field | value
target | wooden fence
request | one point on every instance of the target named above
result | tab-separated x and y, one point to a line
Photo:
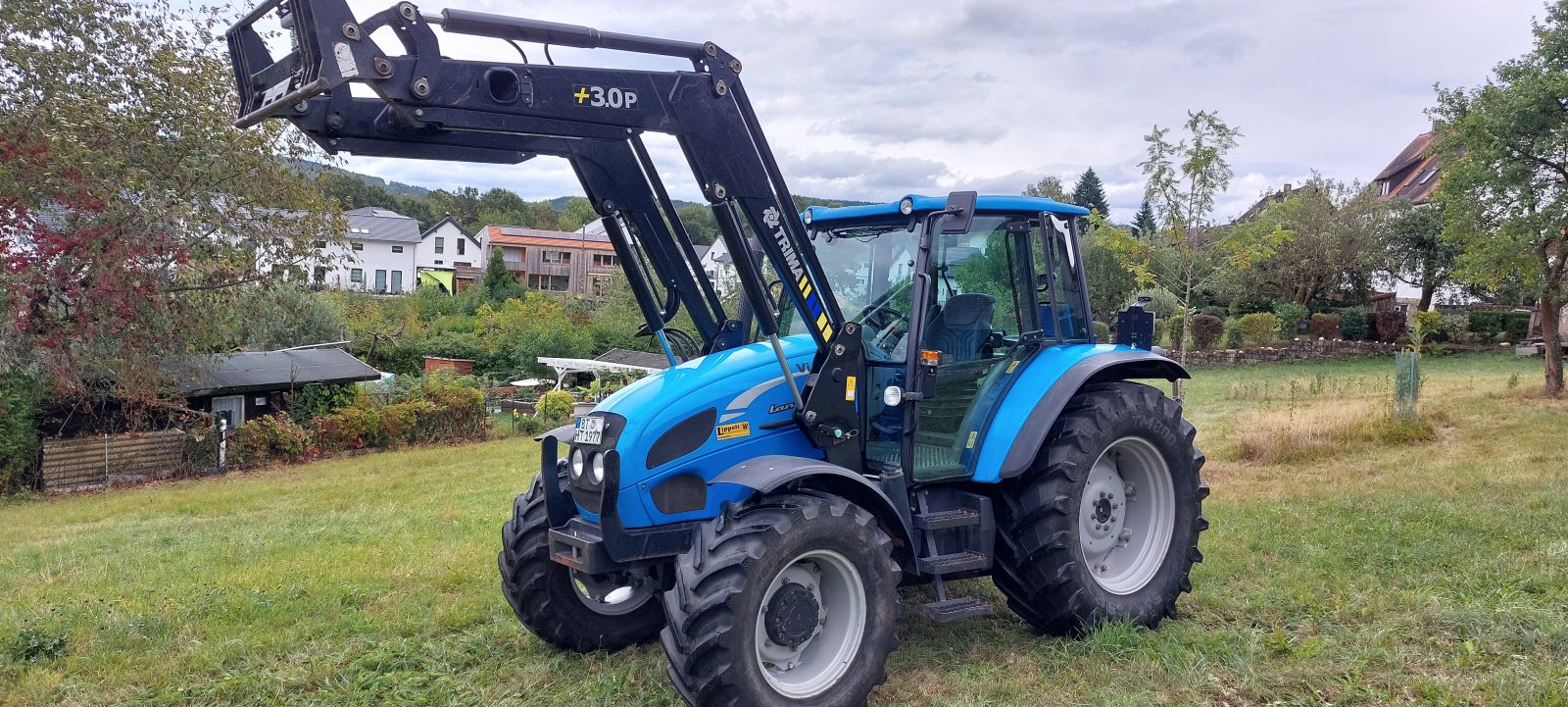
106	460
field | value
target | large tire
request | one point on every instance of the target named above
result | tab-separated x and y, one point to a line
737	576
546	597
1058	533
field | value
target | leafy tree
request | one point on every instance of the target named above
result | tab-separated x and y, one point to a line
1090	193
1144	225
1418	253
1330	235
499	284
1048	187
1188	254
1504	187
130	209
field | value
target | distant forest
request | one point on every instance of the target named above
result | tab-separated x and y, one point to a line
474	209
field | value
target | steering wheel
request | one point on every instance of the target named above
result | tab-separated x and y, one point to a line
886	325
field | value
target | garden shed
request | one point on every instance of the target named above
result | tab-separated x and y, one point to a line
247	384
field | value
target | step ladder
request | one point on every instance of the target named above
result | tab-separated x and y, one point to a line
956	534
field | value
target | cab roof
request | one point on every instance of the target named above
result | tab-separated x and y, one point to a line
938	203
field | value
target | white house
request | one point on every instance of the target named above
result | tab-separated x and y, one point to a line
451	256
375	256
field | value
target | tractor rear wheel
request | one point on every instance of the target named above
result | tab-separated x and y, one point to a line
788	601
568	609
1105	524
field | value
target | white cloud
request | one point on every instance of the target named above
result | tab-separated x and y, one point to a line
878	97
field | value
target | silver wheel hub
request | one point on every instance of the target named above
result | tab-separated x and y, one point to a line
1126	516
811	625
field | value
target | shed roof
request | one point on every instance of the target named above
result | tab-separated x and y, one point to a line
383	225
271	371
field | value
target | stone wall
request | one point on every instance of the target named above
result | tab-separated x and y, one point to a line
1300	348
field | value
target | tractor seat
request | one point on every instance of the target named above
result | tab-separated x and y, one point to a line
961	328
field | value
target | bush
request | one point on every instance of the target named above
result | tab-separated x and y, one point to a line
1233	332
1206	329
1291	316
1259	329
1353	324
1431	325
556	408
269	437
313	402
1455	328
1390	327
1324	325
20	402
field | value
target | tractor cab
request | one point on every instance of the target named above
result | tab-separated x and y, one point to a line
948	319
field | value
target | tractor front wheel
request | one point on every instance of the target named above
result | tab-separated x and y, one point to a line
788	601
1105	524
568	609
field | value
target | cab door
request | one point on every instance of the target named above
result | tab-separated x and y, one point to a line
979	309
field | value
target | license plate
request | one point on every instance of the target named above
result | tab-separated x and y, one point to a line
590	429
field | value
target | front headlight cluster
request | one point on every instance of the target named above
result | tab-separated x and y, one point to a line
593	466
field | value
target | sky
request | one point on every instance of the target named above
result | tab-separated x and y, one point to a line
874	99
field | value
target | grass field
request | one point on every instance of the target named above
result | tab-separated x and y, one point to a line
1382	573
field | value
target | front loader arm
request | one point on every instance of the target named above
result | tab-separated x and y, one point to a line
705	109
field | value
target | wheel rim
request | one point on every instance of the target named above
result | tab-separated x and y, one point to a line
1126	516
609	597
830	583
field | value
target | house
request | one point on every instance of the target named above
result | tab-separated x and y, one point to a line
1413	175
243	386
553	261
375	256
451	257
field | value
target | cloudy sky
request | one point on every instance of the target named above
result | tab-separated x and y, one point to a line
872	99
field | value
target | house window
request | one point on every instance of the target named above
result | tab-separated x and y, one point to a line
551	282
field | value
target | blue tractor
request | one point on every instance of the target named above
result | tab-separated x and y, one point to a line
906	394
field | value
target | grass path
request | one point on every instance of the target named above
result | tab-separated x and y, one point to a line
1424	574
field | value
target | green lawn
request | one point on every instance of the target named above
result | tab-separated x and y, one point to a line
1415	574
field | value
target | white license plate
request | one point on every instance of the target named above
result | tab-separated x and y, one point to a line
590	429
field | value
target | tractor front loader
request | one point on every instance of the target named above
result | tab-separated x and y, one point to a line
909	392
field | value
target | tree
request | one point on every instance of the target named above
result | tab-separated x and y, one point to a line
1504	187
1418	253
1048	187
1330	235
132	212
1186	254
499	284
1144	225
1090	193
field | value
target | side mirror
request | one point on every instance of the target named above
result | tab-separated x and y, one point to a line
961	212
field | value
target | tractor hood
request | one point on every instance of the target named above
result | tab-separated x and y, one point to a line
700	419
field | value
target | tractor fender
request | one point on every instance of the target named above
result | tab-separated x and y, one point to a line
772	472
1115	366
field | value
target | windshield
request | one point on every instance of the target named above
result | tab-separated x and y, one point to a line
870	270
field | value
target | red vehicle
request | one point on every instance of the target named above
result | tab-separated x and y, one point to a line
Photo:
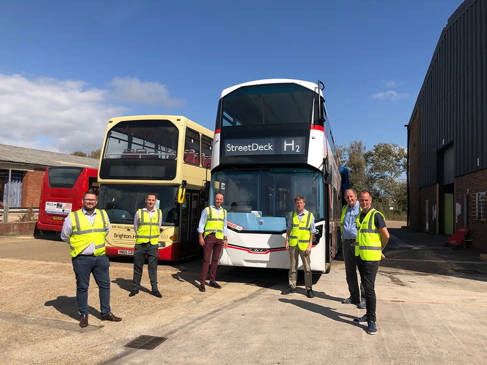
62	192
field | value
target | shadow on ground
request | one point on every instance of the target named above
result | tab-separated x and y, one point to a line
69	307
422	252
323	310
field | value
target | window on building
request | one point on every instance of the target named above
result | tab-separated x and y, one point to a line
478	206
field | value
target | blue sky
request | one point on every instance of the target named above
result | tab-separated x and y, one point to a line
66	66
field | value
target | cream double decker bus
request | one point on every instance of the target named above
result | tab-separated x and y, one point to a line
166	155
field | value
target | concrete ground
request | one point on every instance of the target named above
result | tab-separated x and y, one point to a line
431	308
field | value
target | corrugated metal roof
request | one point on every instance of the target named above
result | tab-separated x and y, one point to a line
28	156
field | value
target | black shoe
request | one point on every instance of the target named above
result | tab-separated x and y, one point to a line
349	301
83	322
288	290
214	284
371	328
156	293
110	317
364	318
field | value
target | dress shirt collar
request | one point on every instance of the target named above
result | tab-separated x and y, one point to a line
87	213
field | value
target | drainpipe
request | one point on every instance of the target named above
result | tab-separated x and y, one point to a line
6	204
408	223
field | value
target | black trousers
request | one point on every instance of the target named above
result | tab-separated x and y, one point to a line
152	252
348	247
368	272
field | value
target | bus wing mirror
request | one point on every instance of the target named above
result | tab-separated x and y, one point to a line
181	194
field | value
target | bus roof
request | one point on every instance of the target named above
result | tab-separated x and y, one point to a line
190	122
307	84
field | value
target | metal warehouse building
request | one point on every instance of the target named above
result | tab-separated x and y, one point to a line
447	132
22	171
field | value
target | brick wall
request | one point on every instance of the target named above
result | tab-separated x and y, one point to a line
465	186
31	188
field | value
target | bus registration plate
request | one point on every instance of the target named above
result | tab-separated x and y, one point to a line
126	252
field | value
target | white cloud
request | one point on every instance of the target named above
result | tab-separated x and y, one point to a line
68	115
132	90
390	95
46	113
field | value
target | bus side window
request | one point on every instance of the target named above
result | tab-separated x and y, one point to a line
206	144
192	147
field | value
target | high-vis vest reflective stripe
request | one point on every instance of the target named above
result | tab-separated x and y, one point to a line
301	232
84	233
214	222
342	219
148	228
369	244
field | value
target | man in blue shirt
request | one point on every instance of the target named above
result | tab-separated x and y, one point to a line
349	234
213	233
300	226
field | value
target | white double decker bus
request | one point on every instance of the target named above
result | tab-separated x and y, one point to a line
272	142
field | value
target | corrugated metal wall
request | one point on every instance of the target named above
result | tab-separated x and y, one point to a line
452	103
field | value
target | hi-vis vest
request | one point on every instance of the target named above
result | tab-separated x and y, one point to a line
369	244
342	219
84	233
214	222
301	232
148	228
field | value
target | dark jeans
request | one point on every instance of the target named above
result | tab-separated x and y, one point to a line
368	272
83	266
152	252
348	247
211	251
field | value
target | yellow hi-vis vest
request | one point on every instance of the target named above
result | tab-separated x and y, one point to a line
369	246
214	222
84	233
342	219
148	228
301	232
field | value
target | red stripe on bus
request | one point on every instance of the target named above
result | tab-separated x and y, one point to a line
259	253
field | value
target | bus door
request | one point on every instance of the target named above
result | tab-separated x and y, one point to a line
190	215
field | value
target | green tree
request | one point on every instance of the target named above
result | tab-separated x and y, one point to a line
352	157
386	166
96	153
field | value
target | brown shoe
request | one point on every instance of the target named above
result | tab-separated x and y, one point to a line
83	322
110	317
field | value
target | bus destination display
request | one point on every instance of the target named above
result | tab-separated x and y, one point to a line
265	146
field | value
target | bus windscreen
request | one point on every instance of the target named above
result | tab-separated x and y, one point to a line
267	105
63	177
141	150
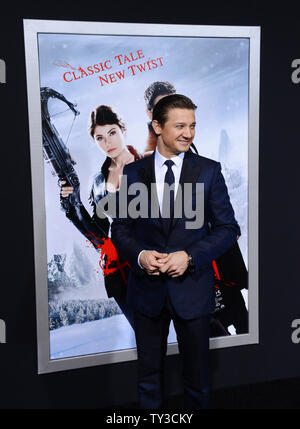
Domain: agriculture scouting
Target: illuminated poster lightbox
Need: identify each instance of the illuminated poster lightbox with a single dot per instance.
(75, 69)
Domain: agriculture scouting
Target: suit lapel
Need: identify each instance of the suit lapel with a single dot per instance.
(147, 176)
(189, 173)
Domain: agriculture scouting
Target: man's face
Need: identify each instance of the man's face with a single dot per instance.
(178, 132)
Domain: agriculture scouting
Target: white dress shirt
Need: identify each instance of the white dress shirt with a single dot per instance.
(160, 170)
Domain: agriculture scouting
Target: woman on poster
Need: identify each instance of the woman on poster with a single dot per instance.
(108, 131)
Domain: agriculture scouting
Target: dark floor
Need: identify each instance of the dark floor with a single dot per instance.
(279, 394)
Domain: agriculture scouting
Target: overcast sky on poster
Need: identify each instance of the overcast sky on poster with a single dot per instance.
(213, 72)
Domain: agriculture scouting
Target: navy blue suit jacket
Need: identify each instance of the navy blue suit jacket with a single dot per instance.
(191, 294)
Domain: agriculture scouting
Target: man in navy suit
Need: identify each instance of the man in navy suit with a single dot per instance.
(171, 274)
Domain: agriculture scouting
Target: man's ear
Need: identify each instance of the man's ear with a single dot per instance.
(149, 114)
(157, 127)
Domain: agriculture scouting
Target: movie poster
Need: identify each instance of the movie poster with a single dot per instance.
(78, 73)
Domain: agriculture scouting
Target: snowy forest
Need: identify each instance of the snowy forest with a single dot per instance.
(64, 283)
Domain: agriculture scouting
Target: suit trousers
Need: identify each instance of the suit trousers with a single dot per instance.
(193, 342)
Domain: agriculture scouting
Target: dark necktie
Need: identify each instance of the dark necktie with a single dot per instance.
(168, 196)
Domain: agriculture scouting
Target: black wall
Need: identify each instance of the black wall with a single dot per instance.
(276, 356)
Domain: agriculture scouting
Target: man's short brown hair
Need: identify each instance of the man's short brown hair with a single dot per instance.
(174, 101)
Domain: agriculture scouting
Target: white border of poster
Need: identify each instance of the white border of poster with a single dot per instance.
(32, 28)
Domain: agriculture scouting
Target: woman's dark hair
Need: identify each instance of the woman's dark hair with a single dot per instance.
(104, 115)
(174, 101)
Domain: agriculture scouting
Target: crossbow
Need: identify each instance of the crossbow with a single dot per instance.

- _TAREFA A REALIZAR_
Localize nos dados acima todas as linhas em que aparece a palavra "building" e transcreva cada uma delas por inteiro.

- _RESPOSTA CORRETA_
target | window on building
target | metal warehouse building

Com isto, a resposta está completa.